* Start *

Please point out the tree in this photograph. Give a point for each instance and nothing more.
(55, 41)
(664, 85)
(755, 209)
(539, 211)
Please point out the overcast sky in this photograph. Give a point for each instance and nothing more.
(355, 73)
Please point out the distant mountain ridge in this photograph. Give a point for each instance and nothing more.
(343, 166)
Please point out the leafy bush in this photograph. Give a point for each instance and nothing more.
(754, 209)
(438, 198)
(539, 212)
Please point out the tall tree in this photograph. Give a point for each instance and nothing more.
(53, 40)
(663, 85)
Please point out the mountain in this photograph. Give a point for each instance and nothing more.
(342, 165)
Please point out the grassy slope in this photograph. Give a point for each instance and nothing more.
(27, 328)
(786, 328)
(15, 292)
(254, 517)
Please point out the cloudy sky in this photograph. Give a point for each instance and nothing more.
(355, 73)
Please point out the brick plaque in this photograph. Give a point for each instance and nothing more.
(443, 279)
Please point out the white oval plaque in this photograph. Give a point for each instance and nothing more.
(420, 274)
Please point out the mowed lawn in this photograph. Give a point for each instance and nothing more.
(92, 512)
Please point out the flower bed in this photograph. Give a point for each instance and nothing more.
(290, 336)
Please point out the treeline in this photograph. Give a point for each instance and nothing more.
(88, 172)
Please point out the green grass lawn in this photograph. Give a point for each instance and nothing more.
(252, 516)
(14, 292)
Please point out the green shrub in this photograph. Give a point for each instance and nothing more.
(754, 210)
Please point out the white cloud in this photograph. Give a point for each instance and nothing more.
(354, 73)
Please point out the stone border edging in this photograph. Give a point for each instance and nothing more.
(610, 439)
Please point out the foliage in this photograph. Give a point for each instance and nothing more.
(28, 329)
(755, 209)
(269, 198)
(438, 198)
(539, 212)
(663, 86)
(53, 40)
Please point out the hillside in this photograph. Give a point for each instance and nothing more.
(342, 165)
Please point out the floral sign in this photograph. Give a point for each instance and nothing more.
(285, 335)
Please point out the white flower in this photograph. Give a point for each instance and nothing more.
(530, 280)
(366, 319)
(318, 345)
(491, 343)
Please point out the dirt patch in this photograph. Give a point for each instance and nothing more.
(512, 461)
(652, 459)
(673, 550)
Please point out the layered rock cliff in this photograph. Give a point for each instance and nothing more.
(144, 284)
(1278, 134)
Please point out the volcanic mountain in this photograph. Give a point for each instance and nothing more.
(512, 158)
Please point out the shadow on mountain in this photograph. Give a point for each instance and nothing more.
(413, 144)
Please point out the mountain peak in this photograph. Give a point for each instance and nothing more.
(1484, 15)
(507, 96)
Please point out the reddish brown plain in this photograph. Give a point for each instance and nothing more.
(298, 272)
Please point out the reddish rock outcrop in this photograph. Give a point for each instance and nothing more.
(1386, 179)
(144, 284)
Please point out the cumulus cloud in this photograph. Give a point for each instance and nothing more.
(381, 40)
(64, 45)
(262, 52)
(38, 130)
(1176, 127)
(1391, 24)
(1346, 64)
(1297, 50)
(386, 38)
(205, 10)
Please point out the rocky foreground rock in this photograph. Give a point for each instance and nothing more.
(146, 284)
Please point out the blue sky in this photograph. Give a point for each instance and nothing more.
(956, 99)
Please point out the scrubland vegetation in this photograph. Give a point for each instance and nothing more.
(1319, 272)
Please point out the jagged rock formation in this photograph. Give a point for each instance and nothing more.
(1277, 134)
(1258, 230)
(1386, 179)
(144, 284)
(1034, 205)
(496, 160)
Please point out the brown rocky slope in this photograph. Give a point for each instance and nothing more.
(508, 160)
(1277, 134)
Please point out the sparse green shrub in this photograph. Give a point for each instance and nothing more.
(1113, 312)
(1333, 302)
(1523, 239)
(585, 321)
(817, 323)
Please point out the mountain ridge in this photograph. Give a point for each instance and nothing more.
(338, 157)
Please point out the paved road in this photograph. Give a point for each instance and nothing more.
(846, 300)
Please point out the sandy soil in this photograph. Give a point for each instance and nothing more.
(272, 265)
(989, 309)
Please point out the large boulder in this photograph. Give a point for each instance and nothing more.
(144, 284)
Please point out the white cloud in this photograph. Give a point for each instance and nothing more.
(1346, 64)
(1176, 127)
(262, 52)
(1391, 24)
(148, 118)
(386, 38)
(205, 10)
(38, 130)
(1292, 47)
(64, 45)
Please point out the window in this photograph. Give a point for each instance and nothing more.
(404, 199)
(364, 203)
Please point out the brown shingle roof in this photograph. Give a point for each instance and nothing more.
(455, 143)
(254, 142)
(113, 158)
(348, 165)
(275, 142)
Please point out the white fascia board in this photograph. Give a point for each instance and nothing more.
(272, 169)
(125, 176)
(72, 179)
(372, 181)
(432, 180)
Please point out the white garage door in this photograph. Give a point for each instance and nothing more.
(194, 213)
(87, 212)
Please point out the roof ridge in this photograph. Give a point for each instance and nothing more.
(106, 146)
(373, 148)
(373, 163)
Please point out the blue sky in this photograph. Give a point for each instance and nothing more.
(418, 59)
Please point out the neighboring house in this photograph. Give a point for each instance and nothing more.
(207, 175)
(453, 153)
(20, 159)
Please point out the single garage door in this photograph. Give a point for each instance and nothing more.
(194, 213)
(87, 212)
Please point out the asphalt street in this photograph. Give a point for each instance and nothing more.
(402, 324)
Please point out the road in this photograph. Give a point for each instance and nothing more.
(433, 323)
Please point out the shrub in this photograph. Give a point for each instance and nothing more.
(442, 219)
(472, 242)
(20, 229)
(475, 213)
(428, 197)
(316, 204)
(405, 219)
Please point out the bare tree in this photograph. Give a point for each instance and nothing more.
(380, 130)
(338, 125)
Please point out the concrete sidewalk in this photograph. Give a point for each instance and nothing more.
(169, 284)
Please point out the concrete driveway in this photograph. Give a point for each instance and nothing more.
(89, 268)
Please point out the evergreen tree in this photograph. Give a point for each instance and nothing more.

* End *

Written task: Convert every line of the material above into a numbered list, leaving out any blank lines.

Result for this exercise:
1. Please point out the tree in this photograph. Give a point for each instance and nothing more.
2. (55, 41)
3. (664, 85)
4. (755, 209)
5. (539, 211)
6. Please point out the overcast sky in this photograph. Give a point for each instance and nothing more.
7. (355, 73)
8. Please point out the distant mountain ridge in this photograph. Give a point for each instance and nothing more.
9. (343, 166)
10. Please point out the leafy bush in this photograph. Give a point for each instance and nothing more.
11. (754, 209)
12. (438, 198)
13. (539, 212)
14. Please point out the tall tree in this photograph. Give a point for each instance and nothing more.
15. (53, 40)
16. (663, 85)
17. Please point out the mountain in this photograph. Give a point for each instance and nothing more.
18. (342, 165)
19. Please point out the grassy slope in this photograph. Give a point for each instance and nothing more.
20. (27, 328)
21. (786, 328)
22. (15, 292)
23. (254, 517)
24. Please point out the cloudy sky in this photograph. Give a point for each instance and nothing more.
25. (355, 73)
26. Please point out the brick plaque in this photograph. Give a point for each instance and nothing more.
27. (443, 279)
28. Please point out the white oval plaque in this photograph. Give a point for each instance and nothing more.
29. (420, 274)
30. Please point out the mowed lawn in this photograph. Give a point for each instance and nothing more.
31. (92, 512)
32. Please point out the flower bed in this photograph. Give a point for each instance and nothing more.
33. (290, 336)
34. Please point out the treeline in this photograph. Give a point for each instance and nothing more.
35. (88, 172)
36. Please point out the green grass lawn in this photograph. Give a point for each instance and nothing more.
37. (252, 516)
38. (14, 292)
39. Please point out the green shrub in this photograph. Give a point for each instance and nothing more.
40. (754, 210)
41. Please point out the white cloud in this photograph. Give a point for each instance and nothing more.
42. (354, 73)
43. Please point out the stone border edging in this photograph. Give a point for each instance and nothing more.
44. (610, 439)
45. Please point out the foliage in this photograph. Give a point for each instance and nothing more.
46. (28, 329)
47. (755, 209)
48. (269, 198)
49. (438, 198)
50. (539, 212)
51. (663, 86)
52. (53, 40)
53. Please point out the hillside in this photograph. Give a point for each instance and nothing more.
54. (342, 165)
55. Please point out the floral sign in this photograph. Give a point for each instance and nothing more.
56. (285, 335)
57. Please point out the white flower in this photograph. Give a point for each instance and nothing more.
58. (530, 280)
59. (366, 319)
60. (318, 345)
61. (491, 343)
62. Please point out the dirt patch in this photograph. Give a point for each instance and nothing more.
63. (512, 461)
64. (652, 459)
65. (673, 550)
66. Please point out the layered rock cliff in this photograph. Give a point for each instance and nothing more.
67. (144, 284)
68. (1278, 134)
69. Please point out the volcanic mountain in this photograph. Give a point for each instance and nothing more.
70. (512, 158)
71. Please point out the shadow on mountain in this photograph. Give a point for each instance and nothing more.
72. (413, 144)
73. Please point out the mountain peak in this photograph. Give a point for each instance and nothing more.
74. (1484, 15)
75. (507, 96)
76. Please point out the reddish brown plain in this photograph. Give a point for each instance and nothing more.
77. (298, 272)
78. Please point out the reddish rock outcrop in this photograph. Give a point for each instance and nothing more.
79. (1386, 179)
80. (144, 284)
81. Please point out the cumulus cloud in this photograph. Give a point for each instance and nothing more.
82. (381, 40)
83. (64, 45)
84. (262, 52)
85. (38, 130)
86. (1176, 127)
87. (1391, 24)
88. (1346, 64)
89. (1297, 50)
90. (386, 38)
91. (205, 10)
92. Please point out the rocky foreground rock in this photograph. Give a point for each instance and nothing more.
93. (146, 284)
94. Please point out the blue sky in this photograph. Give a point for each instance and nothing more.
95. (956, 99)
96. Please point out the scrubland vegetation in this photograph. Give a point for each instance and nothing more.
97. (1319, 272)
98. Please point out the jagged rock formation in this photograph. Give a point for each instance and nothing more.
99. (1277, 134)
100. (1258, 230)
101. (1386, 179)
102. (144, 284)
103. (1034, 205)
104. (496, 160)
105. Please point out the brown rocky slope in this photograph. Give a point for each instance and nothing more.
106. (508, 160)
107. (1277, 134)
108. Please point out the sparse green shrub in this photograph. Give a point for each instance and nothing more.
109. (1113, 312)
110. (1333, 302)
111. (1523, 239)
112. (585, 321)
113. (817, 323)
114. Please point out the mountain ridge in this photograph. Give a point for each instance and nothing more.
115. (338, 157)
116. Please point out the paved road in this photograph. Give a point for each instance and nothing more.
117. (846, 300)
118. Please point out the sandy soil in this photograph. Give a point for each instance and nothing more.
119. (272, 265)
120. (989, 309)
121. Please point out the large boulder in this photograph. Give a point for each instance and nothing more.
122. (144, 284)
123. Please point out the white cloud in this photograph. Give a point for each instance and nothing more.
124. (1346, 64)
125. (1176, 127)
126. (262, 52)
127. (1391, 24)
128. (148, 118)
129. (386, 38)
130. (205, 10)
131. (38, 130)
132. (1292, 47)
133. (64, 45)
134. Please point out the window in this photograph. Give a point for each instance and nothing more.
135. (404, 199)
136. (364, 203)
137. Please point out the brown shingle roof in this photograph. Give a point for each instance and nothing more.
138. (455, 143)
139. (254, 142)
140. (113, 158)
141. (348, 165)
142. (275, 142)
143. Please point out the white fascia board in this photograph. Give a point for each instance and nothing more.
144. (272, 169)
145. (125, 176)
146. (72, 179)
147. (372, 181)
148. (432, 180)
149. Please point out the white garage door in this photograph. Give a point for each instance and nothing more.
150. (194, 213)
151. (87, 212)
152. Please point out the roof ridge in this photograph. Give a point for each instance and nothing more.
153. (106, 146)
154. (373, 148)
155. (373, 163)
156. Please point out the blue sky in this photograph. Give a point for each instance and nothing more.
157. (418, 59)
158. Please point out the neighboring house in this photograph. Give a point for each instance and nothing more.
159. (207, 175)
160. (453, 153)
161. (20, 159)
162. Please point out the single garage door in this photograph. Give a point for each instance and nothing more.
163. (194, 213)
164. (87, 212)
165. Please point out the asphalt street in this photograph. Give a point for each instance and nothing more.
166. (402, 324)
167. Please point out the road in this photograph. Give a point for each instance and nothing more.
168. (433, 323)
169. Please point out the shrub in this photograph. Give a point for each instance and nothing more.
170. (442, 219)
171. (472, 242)
172. (20, 229)
173. (475, 213)
174. (428, 197)
175. (316, 204)
176. (405, 219)
177. Please point out the bare tree in this photograph. Give a point for each instance and nothing more.
178. (380, 130)
179. (338, 125)
180. Please point out the concrete sidewalk in this photograph. Give a point for each instance and nothing more.
181. (169, 284)
182. Please point out the concrete driveway in this photograph. Give a point for each instance and nothing more.
183. (89, 268)
184. Please point out the evergreen tree in this photograph. Give a point for each instance and nothing more.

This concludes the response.